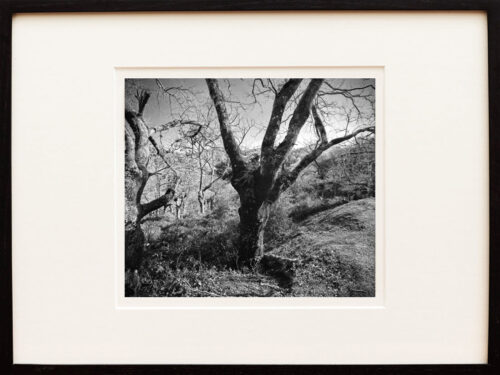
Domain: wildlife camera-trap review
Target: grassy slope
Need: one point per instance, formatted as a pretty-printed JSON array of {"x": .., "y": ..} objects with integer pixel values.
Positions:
[{"x": 335, "y": 250}]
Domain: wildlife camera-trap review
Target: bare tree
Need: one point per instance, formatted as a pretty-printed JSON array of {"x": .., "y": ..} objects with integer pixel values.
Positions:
[
  {"x": 139, "y": 145},
  {"x": 260, "y": 181}
]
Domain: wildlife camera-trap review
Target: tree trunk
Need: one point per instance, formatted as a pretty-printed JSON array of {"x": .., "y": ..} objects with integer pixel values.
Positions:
[
  {"x": 253, "y": 220},
  {"x": 201, "y": 201}
]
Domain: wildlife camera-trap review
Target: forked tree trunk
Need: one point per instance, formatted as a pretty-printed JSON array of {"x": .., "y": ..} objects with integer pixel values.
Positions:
[{"x": 259, "y": 183}]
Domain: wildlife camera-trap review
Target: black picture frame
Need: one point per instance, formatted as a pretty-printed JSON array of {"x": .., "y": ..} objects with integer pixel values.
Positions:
[{"x": 10, "y": 7}]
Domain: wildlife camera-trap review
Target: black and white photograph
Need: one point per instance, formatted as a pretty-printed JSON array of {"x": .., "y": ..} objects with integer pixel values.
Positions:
[{"x": 249, "y": 187}]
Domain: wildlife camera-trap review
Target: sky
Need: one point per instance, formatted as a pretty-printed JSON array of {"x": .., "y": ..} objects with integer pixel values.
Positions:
[{"x": 189, "y": 99}]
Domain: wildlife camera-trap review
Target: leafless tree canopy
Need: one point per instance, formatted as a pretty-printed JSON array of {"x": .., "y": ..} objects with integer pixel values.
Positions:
[{"x": 191, "y": 144}]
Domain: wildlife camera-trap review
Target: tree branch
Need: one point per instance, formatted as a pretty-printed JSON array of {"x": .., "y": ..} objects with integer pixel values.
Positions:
[
  {"x": 319, "y": 126},
  {"x": 228, "y": 139},
  {"x": 297, "y": 121},
  {"x": 279, "y": 105},
  {"x": 288, "y": 179}
]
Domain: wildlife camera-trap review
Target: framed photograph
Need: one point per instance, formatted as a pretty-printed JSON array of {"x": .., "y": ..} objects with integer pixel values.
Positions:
[{"x": 275, "y": 188}]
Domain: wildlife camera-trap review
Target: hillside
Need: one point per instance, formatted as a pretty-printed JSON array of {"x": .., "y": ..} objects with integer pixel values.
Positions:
[{"x": 334, "y": 253}]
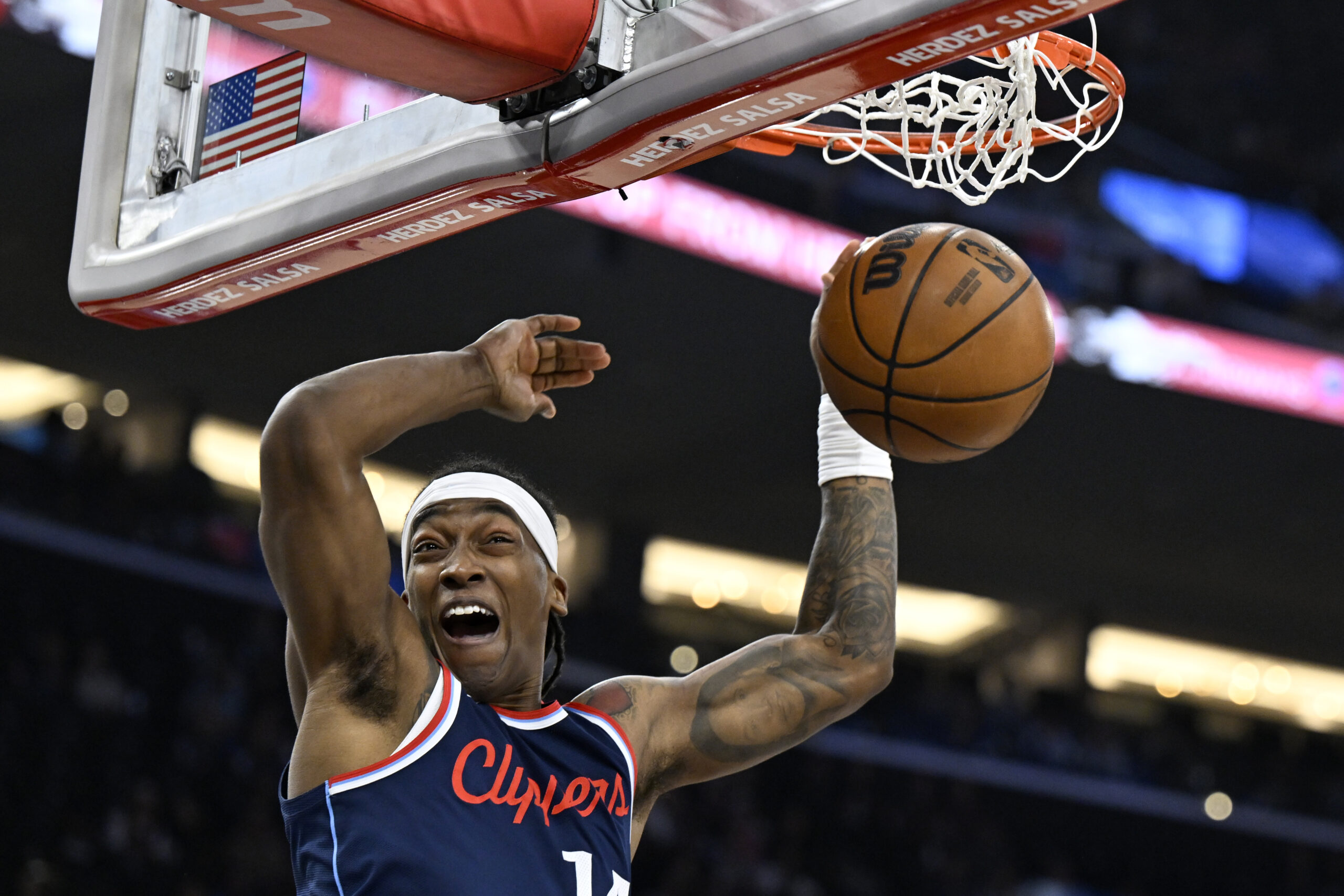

::::::

## Your instructions
The answer must be an exact copy of the records, with no pictures in it.

## Worked solution
Domain: wildlife camera-trap review
Target: grassy slope
Need: one point per instance, formatted as a pretty-printed JSON array of {"x": .., "y": ..} objects with integer pixel values.
Positions:
[{"x": 335, "y": 250}]
Domain: wildlife camera-trap review
Target: bare tree
Need: one point per instance, formatted as a pretty-printed JSON array of {"x": .., "y": ..} objects with integer pixel values.
Positions:
[
  {"x": 139, "y": 145},
  {"x": 260, "y": 181}
]
Domain: wildlife camera-trap review
Target: tree trunk
Need: one point per instance, formatted as a pretty-printed JSON array of {"x": .., "y": ..} objects with integer pixel values.
Positions:
[
  {"x": 253, "y": 220},
  {"x": 201, "y": 201}
]
Domain: wildlife camera-trap review
Target: forked tree trunk
Need: one point per instance, formatted as a pretty-printed JSON array of {"x": .., "y": ..} objects with integer pixel values.
Positions:
[{"x": 259, "y": 183}]
Domain: wildlife camera-trap review
Target: black picture frame
Need: one point per instance, formatted as a pretty-printed JSON array of {"x": .., "y": ..} objects with integer pixel values.
Positions:
[{"x": 10, "y": 7}]
Domain: wildlife camera-trap review
Target: black and white photograph
Need: one point per instance, formatted as a pretty-printed JSON array of {"x": .., "y": ..} objects with integer pixel values.
Positions:
[{"x": 249, "y": 187}]
Domain: wildlife camera-trap review
Target: sky
Need: one point per instance, formatted as a pretty-printed JSON array of {"x": .., "y": ..} objects with integer pixel values.
Positions:
[{"x": 189, "y": 99}]
Domain: wildlife camera-trap review
Target: leafless tree canopy
Need: one point per instance, formatted as a pretty-printed JSON array of {"x": .., "y": ..} objects with integer pixel values.
Positions:
[{"x": 191, "y": 144}]
Domain: wildlife camera-trap review
Target: tree branch
Need: one point per instance, formatted as a pretty-printed JSON array of {"x": .., "y": ..} objects with integer pixel values.
Positions:
[
  {"x": 319, "y": 126},
  {"x": 228, "y": 139},
  {"x": 297, "y": 121},
  {"x": 279, "y": 105},
  {"x": 288, "y": 179}
]
Domain: wildlife camera-trap review
Target: framed photograph
Need: one point per instance, formatted as a pretty-printed JSON array of {"x": .., "y": ..} objects with integer pixel values.
Positions:
[{"x": 275, "y": 188}]
Domain: wildlife camera-trap review
Target: hillside
Need: one point per instance, formatted as a pretty-printed JSON array of {"x": .., "y": ..} objects with integer pixel values.
Positions:
[{"x": 334, "y": 253}]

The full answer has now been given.